Extract each line of the items below that contains the word "wall", treating uppercase and lowercase as different.

◆ Stored items from a collection ◆
◇ ◇ ◇ ◇

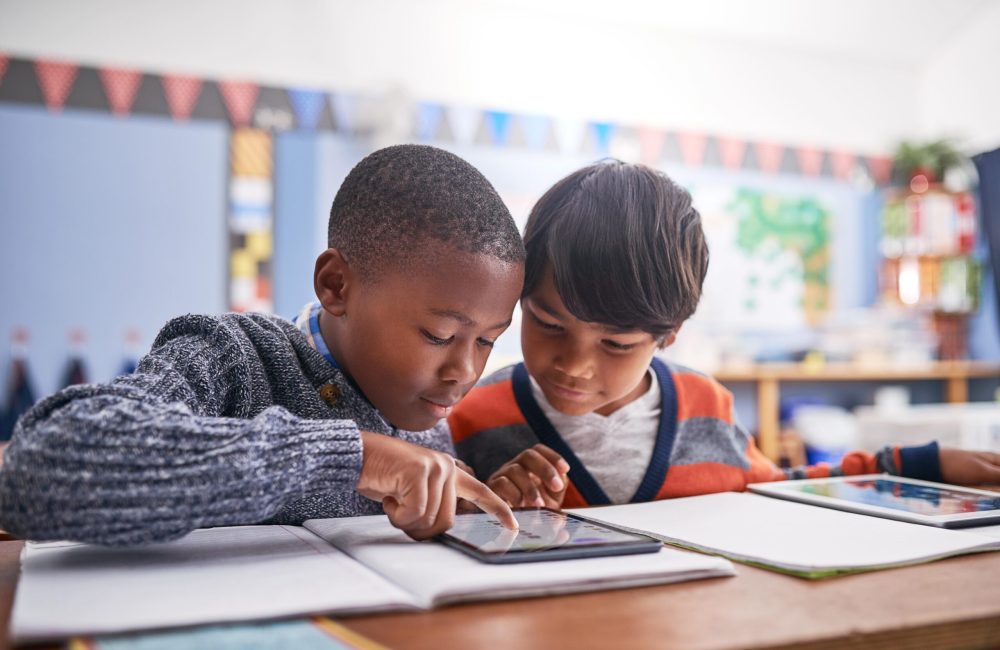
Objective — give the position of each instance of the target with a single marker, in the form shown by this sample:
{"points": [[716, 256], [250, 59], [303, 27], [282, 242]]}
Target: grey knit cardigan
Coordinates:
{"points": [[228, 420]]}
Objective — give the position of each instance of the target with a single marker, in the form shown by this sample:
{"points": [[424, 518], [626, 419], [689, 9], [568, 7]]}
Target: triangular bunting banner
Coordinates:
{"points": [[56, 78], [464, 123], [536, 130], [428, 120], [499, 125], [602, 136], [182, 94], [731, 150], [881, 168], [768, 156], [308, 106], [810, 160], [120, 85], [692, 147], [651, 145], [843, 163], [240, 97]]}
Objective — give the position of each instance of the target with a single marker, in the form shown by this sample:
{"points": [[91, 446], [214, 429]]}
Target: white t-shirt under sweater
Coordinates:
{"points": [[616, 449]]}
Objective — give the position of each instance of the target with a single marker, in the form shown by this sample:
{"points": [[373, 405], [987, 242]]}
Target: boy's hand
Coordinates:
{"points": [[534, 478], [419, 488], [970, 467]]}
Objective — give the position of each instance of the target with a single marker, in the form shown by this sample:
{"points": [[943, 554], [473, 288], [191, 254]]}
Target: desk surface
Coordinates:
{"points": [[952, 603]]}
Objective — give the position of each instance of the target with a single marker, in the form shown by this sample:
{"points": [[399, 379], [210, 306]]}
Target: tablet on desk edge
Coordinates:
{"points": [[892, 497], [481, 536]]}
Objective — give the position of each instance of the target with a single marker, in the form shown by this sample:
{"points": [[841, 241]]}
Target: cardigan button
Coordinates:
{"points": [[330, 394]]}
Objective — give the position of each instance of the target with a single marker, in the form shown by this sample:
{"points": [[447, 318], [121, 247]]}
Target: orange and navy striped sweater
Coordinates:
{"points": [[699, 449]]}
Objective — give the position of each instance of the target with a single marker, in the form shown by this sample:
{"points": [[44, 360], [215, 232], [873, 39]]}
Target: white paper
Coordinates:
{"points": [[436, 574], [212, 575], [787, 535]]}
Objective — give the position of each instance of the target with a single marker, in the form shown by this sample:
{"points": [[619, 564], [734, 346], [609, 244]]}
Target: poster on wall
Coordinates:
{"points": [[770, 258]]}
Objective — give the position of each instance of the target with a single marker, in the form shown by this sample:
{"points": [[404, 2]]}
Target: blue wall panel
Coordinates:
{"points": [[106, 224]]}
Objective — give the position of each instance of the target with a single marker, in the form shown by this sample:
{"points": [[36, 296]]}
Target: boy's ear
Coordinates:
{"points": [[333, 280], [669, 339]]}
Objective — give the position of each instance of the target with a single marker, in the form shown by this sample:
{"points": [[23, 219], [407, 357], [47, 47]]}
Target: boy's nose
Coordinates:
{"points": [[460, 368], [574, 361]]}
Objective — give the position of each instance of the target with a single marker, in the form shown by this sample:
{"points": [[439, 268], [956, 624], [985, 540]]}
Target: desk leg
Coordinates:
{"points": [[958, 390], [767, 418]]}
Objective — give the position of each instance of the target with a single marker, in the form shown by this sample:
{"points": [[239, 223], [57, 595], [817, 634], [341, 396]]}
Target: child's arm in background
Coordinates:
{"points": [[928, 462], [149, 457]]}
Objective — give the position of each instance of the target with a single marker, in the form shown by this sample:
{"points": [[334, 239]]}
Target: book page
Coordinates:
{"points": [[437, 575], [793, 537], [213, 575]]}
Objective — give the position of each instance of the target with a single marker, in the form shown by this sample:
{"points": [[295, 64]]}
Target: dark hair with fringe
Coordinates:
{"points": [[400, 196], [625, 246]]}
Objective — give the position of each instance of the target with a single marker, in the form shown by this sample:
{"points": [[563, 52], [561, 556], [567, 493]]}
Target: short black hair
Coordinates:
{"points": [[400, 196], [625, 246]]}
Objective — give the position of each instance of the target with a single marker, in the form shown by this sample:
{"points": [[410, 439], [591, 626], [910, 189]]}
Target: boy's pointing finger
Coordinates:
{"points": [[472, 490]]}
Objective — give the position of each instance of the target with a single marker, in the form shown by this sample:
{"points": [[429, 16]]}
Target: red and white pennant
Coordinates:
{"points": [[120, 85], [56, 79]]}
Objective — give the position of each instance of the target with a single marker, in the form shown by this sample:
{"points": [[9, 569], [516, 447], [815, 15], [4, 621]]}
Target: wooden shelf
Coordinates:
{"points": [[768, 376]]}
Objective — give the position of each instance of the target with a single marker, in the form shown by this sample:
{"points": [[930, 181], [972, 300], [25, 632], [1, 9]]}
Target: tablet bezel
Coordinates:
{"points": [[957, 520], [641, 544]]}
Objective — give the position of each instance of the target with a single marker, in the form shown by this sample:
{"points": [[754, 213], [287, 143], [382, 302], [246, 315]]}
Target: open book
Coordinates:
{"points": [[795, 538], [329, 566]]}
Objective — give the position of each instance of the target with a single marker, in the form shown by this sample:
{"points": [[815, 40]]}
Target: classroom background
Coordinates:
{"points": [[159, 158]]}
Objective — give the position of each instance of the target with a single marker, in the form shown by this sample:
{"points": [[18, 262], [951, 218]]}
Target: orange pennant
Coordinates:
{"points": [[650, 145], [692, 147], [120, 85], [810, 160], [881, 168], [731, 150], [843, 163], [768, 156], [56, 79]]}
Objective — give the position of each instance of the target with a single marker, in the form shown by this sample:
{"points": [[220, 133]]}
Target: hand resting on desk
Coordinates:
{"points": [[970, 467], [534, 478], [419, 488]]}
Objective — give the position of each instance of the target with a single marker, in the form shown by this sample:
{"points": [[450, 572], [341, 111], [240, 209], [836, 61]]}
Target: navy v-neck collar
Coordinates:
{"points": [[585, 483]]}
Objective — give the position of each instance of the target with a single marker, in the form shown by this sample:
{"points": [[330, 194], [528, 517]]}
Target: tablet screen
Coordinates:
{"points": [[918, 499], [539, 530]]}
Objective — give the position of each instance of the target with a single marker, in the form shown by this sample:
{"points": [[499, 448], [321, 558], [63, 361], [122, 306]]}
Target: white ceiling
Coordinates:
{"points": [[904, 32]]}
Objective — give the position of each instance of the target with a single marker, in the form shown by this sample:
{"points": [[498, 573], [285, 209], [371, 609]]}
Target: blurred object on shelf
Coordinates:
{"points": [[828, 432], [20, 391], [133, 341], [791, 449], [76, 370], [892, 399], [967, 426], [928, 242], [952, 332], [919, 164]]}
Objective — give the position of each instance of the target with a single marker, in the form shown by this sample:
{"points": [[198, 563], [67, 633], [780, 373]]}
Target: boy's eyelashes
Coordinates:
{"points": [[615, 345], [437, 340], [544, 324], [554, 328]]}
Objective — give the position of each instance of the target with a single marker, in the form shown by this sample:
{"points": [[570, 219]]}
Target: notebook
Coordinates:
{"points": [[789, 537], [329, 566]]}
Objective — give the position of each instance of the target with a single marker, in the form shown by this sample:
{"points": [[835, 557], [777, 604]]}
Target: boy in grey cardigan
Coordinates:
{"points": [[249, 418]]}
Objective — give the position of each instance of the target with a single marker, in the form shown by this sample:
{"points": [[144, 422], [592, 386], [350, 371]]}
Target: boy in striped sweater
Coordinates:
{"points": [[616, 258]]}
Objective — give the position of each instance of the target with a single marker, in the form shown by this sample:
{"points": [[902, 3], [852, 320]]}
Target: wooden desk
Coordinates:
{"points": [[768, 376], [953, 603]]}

◇ ◇ ◇ ◇

◆ WRITTEN SOLUTION ◆
Target: poster on wall
Target: blue wall panel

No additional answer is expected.